-------- Text segment

Irish Medical News


Hungry for success


Jockeys, the supermodels of the sports world, are under constant pressure to meet weight requirements. Unlike the fashion world, however, there are no passing fads or trends to allow plus-size jockeys ride a champion racehorse. In the Aintree Grand National race held earlier this month, 40 horses started and 19 finished. Ten horses fell, and two unfortunately died. It is not just the horses that face the possibility of serious injury in the course of a race. Jockeys face serious health risks both in races and in their training.


Dr Adrian McGoldrick, Chief Medical Officer for the Turf Club, told IMN that the biggest issue for jockeys is making weight. In 2006, after a study conducted by the University of Limerick (UL) found that jockeys had dangerously low levels of body fat, the minimum flat racing weight was increased by 4lbs to a total of eight stone, 4lbs.

----------------

▶ **Work instruction 1**: Transcribe the passage of the jockeys article from "Irish Medical News" to "in their training.".
▶ **Work instruction 2**: Pick up the article on jockeys and their weight struggles at the point where it stops, and keep writing it.

-------- Information

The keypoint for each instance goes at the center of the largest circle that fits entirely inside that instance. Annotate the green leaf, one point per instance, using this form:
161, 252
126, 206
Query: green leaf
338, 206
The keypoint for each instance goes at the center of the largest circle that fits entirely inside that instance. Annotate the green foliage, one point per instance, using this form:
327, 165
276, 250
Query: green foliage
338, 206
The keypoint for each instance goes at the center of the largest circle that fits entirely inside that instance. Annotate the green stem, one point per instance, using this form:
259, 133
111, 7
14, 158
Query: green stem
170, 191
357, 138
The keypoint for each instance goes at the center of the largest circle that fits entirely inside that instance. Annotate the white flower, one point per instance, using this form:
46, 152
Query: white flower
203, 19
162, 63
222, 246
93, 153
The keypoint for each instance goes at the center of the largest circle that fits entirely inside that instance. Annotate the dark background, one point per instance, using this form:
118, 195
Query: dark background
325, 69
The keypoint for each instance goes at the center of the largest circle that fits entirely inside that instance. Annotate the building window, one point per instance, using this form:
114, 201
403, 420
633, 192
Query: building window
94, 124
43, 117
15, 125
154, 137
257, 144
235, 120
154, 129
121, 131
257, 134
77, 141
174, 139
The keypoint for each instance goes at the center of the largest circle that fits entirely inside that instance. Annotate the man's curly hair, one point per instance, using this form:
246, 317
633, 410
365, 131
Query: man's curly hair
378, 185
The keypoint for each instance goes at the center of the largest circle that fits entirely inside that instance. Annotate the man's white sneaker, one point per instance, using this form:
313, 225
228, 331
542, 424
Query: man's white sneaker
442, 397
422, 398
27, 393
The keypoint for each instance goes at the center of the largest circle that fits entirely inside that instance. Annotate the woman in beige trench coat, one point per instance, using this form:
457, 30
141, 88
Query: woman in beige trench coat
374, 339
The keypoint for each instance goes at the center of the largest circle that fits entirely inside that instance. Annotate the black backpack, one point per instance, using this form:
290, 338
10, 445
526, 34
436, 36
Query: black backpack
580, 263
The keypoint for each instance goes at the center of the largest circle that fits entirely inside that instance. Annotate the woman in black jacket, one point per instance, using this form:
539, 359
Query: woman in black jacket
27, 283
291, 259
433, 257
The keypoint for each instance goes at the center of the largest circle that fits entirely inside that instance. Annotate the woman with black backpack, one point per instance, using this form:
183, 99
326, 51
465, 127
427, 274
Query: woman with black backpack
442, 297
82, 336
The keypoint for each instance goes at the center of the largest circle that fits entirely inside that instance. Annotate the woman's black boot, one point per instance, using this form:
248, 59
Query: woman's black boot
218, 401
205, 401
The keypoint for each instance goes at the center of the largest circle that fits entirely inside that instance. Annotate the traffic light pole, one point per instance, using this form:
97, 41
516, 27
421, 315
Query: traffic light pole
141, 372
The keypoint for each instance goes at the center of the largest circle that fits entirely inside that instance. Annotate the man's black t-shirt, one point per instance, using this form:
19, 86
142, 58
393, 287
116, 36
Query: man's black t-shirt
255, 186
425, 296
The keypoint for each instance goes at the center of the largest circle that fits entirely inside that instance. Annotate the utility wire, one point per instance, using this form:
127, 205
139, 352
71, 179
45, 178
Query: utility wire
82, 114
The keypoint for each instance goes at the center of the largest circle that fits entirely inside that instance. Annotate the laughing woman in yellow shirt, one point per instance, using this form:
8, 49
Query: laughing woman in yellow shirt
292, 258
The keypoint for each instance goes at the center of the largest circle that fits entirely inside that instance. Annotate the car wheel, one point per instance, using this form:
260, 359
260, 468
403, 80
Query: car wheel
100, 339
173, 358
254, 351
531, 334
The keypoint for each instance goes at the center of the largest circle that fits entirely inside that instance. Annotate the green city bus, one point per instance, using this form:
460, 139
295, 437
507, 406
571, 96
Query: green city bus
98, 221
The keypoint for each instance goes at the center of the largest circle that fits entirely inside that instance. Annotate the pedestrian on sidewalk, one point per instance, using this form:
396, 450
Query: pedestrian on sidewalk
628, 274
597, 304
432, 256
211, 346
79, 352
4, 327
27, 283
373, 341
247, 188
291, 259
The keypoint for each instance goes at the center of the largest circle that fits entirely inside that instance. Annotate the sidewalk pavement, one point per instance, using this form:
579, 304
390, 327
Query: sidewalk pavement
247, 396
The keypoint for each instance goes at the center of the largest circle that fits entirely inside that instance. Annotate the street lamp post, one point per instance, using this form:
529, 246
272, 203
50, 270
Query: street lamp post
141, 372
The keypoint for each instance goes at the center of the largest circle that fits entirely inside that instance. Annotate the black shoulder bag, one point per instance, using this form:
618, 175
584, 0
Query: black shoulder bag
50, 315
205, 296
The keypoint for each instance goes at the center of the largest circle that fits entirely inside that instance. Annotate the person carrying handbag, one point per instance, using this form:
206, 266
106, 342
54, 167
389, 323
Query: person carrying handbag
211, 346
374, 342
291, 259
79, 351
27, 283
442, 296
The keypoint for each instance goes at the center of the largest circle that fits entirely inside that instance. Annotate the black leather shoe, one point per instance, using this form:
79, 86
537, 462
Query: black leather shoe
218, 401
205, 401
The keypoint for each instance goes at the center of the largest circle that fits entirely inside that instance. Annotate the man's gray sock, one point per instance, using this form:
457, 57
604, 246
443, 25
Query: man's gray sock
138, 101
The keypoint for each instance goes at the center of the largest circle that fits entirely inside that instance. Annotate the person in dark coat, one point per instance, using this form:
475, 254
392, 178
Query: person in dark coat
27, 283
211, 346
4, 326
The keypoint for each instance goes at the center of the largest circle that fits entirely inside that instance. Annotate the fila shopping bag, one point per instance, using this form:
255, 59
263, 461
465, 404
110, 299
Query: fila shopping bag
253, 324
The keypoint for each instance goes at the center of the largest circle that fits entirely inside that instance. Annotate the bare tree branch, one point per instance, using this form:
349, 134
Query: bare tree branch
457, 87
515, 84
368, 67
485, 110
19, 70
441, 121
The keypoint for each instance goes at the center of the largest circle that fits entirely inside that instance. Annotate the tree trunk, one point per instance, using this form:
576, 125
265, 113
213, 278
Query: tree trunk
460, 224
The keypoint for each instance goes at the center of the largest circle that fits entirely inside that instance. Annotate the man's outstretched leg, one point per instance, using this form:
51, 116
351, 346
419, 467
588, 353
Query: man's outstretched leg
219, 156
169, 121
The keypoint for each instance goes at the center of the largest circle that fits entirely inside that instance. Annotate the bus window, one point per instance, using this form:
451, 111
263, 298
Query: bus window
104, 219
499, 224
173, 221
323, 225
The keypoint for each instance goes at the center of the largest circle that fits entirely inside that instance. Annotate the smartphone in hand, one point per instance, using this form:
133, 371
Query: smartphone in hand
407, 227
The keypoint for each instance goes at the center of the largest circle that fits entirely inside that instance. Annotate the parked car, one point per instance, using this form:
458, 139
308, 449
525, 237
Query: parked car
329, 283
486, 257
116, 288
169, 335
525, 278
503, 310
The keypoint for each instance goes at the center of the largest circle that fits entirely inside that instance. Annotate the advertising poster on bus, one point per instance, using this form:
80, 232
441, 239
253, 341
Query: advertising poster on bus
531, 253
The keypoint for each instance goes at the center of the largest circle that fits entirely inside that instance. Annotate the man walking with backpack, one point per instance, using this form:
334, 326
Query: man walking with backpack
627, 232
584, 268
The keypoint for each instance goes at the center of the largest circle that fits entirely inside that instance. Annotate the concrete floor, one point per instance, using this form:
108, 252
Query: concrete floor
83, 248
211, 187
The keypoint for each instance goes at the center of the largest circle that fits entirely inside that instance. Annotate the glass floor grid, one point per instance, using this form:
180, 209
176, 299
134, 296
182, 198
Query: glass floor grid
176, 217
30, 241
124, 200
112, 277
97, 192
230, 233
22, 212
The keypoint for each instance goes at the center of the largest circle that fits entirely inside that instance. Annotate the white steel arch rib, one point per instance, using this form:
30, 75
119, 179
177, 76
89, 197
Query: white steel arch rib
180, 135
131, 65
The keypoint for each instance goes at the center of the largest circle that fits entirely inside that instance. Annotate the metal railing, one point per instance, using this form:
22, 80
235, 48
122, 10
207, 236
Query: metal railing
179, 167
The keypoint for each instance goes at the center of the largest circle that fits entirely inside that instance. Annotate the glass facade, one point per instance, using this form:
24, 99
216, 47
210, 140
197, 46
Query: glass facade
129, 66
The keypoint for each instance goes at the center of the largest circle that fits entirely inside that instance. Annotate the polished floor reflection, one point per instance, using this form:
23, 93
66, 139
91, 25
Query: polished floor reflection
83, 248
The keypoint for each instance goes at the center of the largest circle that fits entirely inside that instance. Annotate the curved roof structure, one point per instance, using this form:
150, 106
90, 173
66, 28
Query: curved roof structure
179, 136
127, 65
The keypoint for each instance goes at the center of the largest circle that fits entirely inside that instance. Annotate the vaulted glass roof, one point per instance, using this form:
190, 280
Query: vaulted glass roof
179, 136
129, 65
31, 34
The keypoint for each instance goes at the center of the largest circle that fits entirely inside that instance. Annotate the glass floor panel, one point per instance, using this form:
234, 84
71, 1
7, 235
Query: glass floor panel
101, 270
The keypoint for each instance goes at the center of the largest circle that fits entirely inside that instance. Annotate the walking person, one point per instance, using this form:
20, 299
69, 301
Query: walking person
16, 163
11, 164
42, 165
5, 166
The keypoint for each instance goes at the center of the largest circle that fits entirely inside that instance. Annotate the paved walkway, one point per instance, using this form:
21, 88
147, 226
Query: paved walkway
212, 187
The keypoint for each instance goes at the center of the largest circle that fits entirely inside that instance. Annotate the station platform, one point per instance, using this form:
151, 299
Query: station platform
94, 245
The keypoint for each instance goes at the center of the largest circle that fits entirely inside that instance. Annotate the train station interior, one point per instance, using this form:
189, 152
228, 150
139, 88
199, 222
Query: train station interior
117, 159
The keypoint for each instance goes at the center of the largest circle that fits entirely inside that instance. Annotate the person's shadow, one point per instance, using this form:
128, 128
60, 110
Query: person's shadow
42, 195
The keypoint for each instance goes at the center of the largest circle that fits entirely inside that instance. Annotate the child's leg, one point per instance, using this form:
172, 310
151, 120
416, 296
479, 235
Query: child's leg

----------------

▶ **Response area 1**:
Irish Medical News


Hungry for success


Jockeys, the supermodels of the sports world, are under constant pressure to meet weight requirements. Unlike the fashion world, however, there are no passing fads or trends to allow plus-size jockeys ride a champion racehorse. In the Aintree Grand National race held earlier this month, 40 horses started and 19 finished. Ten horses fell, and two unfortunately died. It is not just the horses that face the possibility of serious injury in the course of a race. Jockeys face serious health risks both in races and in their training.

▶ **Response area 2**:
However, Dr McGoldrick advised that “whatever country or jurisdiction you’re riding in, you must abide by their rules”. Therefore if a jockey wants to ride in the UK, he must make weight in that jurisdiction. Currently, the weight requirement in the UK is just seven stone 12lbs. Considering most Irish jockeys compete in races in the UK, dropping to weight levels of around eight stone holds considerable repercussions for health. “Most flat top jockeys are at least one or two stone below their natural weight,” Dr McGoldrick said, adding that jump jockeys are at least a stone below natural weight. He advised that increasing the minimum weight in the UK is “on the agenda”, and that it needs a pan- European approach, while attempts to date by medical officers in the UK have been “unsuccessful in raising the weight”.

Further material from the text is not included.